Beginning at the line with "Can you find the windscreen", output each line to the end of the listing below exactly, please.

Supplied information =
-- START --

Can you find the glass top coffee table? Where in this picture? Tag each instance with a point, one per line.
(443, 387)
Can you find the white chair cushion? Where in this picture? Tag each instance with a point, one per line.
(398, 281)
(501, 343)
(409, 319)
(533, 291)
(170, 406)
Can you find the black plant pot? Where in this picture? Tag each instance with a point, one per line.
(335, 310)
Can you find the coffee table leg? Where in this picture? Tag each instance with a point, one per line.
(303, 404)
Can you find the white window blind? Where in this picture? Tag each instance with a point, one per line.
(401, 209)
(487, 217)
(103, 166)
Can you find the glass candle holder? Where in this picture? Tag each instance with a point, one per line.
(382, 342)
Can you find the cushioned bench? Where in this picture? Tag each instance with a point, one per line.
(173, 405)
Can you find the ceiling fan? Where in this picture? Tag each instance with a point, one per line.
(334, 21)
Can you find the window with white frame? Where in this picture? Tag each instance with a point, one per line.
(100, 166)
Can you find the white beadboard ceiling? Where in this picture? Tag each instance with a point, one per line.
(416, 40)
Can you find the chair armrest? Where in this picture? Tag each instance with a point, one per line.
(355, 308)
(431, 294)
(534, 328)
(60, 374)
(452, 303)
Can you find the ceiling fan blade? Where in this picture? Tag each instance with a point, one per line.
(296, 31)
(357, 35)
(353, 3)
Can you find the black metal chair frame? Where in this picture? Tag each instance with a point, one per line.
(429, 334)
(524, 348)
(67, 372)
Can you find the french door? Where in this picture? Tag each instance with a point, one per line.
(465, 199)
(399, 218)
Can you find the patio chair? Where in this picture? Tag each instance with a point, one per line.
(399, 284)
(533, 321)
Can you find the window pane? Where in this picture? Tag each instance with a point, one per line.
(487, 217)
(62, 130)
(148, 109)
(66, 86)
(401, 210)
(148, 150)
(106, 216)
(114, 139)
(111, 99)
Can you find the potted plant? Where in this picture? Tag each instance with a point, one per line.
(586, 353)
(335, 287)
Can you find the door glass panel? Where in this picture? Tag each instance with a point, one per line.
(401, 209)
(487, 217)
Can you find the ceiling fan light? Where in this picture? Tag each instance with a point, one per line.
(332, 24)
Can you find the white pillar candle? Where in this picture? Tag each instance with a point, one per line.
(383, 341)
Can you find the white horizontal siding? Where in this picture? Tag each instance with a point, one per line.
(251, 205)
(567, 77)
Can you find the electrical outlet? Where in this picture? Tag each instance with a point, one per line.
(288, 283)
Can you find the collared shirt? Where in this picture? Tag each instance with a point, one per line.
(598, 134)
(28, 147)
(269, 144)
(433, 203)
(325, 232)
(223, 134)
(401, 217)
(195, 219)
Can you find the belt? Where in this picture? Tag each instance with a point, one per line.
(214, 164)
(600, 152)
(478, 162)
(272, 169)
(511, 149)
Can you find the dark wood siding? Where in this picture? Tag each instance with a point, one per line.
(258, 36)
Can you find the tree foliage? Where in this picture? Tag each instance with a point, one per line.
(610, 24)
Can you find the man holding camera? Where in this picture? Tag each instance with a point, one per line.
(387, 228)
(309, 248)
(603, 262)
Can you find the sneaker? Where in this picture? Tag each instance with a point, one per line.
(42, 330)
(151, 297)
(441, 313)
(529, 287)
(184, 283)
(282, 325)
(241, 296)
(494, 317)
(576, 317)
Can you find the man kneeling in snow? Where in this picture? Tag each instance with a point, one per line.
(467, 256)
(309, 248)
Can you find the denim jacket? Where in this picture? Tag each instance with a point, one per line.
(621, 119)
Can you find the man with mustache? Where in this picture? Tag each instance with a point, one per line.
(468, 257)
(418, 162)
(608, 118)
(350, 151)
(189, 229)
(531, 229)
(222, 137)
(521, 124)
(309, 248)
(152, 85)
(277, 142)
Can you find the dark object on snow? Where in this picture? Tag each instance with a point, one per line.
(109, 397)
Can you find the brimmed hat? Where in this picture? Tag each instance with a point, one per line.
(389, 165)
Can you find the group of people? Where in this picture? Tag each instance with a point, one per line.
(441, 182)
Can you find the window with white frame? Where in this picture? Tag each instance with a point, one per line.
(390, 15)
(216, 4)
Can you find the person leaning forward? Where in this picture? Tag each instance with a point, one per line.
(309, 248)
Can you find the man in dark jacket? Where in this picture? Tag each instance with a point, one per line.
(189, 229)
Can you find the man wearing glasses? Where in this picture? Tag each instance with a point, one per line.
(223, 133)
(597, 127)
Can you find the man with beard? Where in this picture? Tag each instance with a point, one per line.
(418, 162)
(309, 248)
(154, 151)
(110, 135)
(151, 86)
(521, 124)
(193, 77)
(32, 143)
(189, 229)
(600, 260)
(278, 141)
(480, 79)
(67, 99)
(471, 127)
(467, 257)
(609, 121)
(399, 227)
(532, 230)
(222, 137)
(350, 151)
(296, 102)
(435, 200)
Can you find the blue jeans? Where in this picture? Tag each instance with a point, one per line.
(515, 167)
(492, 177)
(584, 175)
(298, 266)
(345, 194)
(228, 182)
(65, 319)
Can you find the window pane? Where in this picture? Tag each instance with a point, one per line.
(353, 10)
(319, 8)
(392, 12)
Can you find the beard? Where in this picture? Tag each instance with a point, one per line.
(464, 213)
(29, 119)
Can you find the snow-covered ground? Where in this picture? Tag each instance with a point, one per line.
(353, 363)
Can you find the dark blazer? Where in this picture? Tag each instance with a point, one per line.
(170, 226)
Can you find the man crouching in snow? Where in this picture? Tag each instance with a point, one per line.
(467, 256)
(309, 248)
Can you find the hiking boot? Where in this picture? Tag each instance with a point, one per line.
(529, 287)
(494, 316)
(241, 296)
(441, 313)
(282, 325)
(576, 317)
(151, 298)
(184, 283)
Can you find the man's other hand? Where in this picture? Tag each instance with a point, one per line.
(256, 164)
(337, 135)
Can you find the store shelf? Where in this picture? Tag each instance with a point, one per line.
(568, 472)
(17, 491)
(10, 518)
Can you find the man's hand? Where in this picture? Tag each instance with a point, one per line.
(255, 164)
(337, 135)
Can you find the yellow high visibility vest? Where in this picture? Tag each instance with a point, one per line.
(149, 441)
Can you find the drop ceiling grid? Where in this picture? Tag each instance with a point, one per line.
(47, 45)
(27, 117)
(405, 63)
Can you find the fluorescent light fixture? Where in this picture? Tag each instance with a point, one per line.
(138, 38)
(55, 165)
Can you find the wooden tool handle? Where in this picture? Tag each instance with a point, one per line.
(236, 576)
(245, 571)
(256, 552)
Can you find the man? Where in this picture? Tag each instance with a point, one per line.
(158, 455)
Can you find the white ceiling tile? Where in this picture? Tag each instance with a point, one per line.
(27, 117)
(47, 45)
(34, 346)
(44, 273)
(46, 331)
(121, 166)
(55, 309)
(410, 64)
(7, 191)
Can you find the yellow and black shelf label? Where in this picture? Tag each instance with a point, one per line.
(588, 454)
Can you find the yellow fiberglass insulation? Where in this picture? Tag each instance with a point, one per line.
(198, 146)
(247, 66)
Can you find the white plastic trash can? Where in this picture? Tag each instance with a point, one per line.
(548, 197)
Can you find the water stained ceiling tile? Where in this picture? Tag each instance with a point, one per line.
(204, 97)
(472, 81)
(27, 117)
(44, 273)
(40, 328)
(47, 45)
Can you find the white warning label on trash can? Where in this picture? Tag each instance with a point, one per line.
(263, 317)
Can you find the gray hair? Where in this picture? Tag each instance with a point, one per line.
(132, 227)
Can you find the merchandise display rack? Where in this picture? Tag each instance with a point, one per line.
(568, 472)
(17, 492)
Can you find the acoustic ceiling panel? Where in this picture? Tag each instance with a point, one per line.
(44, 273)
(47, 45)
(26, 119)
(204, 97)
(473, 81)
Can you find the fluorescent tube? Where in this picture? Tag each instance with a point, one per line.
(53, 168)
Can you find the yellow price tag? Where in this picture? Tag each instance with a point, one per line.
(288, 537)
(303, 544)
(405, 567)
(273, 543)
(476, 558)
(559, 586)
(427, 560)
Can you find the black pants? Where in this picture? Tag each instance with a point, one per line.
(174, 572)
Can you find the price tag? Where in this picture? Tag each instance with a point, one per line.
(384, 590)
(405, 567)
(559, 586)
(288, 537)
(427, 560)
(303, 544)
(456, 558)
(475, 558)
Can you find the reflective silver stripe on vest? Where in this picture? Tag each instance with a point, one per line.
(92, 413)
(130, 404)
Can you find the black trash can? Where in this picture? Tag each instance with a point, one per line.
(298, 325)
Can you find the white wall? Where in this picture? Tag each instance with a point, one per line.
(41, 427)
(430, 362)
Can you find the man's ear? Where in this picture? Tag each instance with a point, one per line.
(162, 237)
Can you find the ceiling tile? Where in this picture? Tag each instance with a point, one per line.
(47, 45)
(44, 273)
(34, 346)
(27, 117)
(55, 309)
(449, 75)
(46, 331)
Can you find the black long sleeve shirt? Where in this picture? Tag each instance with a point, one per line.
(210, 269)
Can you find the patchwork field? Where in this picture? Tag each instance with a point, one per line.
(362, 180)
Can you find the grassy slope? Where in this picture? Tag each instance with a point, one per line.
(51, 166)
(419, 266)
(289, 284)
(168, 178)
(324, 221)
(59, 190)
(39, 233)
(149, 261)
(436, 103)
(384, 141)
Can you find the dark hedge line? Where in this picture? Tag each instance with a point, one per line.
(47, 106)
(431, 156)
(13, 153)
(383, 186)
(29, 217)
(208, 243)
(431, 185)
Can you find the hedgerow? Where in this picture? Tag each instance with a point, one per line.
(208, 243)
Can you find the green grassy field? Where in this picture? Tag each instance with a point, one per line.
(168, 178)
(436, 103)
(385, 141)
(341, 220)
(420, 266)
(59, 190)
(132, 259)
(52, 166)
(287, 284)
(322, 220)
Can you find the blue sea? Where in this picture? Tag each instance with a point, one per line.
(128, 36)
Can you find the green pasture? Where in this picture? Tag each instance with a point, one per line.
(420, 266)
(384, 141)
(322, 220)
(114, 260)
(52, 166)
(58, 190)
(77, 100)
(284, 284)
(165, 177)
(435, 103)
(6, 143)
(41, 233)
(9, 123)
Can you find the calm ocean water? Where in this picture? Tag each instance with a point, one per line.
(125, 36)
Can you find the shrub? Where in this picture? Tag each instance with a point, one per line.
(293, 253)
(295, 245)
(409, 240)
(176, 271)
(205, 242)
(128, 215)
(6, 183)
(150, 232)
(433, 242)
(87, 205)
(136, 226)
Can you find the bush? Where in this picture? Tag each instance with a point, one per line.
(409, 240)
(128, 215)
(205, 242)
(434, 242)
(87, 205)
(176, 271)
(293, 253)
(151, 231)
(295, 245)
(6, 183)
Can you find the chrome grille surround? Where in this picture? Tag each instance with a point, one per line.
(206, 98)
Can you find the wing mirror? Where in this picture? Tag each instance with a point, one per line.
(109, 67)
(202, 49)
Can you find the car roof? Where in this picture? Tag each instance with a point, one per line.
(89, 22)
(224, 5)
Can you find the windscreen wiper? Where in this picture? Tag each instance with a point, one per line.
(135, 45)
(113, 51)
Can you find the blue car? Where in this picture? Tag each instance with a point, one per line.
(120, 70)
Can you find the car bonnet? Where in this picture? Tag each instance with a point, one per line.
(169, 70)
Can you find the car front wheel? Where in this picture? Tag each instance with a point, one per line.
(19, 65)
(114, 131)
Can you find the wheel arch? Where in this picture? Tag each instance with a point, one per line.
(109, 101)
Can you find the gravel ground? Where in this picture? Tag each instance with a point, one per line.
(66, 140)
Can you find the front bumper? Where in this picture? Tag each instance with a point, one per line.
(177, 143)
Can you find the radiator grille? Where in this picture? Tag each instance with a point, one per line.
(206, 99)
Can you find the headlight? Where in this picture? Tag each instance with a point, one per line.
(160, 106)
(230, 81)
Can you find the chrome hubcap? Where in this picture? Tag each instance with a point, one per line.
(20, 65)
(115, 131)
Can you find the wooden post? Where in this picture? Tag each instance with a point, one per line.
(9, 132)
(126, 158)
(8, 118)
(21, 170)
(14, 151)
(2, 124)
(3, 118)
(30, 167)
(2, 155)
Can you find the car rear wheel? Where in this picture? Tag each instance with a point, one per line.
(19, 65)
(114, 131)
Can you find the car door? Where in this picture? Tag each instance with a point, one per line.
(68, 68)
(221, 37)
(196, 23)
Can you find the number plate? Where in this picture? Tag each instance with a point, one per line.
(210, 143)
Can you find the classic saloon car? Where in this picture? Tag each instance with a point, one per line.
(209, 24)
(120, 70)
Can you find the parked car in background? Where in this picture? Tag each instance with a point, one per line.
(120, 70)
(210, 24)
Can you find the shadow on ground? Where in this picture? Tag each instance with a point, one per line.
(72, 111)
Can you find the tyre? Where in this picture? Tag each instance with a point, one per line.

-- END --

Answer to the exercise =
Can you find the windscreen wiper? Where in this picture? Tag each instance with a point, one per line.
(135, 45)
(113, 51)
Can you find the blue car? Where in this picture? Tag each instance with a point, one per line.
(120, 70)
Can you find the car bonnet? Where in this picture? Tag each instance with a point, one per line.
(169, 70)
Can you find the car front wheel? Where in this picture? Tag each instance with a point, one per line.
(19, 65)
(114, 131)
Can you find the wheel arch? Where in this picture? Tag each instance with a point, one per line.
(109, 101)
Can you find the gravel ground? Where in this picture? Tag each instance with a point, one per line.
(66, 140)
Can you find the front bumper? Where in this picture? Tag each instance with a point, one per line.
(177, 143)
Can you find the radiator grille? Where in this picture? Tag each instance with a point, one per line.
(206, 99)
Can you find the headlight? Where in this picture? Tag each instance with a point, one per line.
(160, 106)
(230, 81)
Can you find the chrome hubcap? Where in this picture? Tag each instance with a point, one per line.
(20, 65)
(115, 131)
Can you find the wooden post? Where in this picture? Tag each instance with a point, one per line.
(9, 132)
(126, 158)
(8, 118)
(21, 170)
(14, 151)
(2, 124)
(3, 118)
(30, 167)
(2, 155)
Can you find the car rear wheel? Where in this picture? Tag each instance with a point, one per line.
(19, 65)
(114, 131)
Can you find the car door? Where in this picture? Tag each instance with a point, one per line.
(68, 68)
(221, 37)
(196, 23)
Can you find the number plate? Where in this picture? Tag each instance with a point, one per line.
(210, 143)
Can you find the classic saloon car? Where in this picture? Tag each instance with a point, one per line.
(209, 24)
(120, 70)
Can you find the parked car in background? Where in this picture? Tag each instance with a point, one per line.
(120, 70)
(210, 24)
Can you find the shadow on ground? Where in this picture? Tag each instance with a point, one per line.
(72, 111)
Can you find the tyre? Where in this picture? Tag each instance with a point, one per line.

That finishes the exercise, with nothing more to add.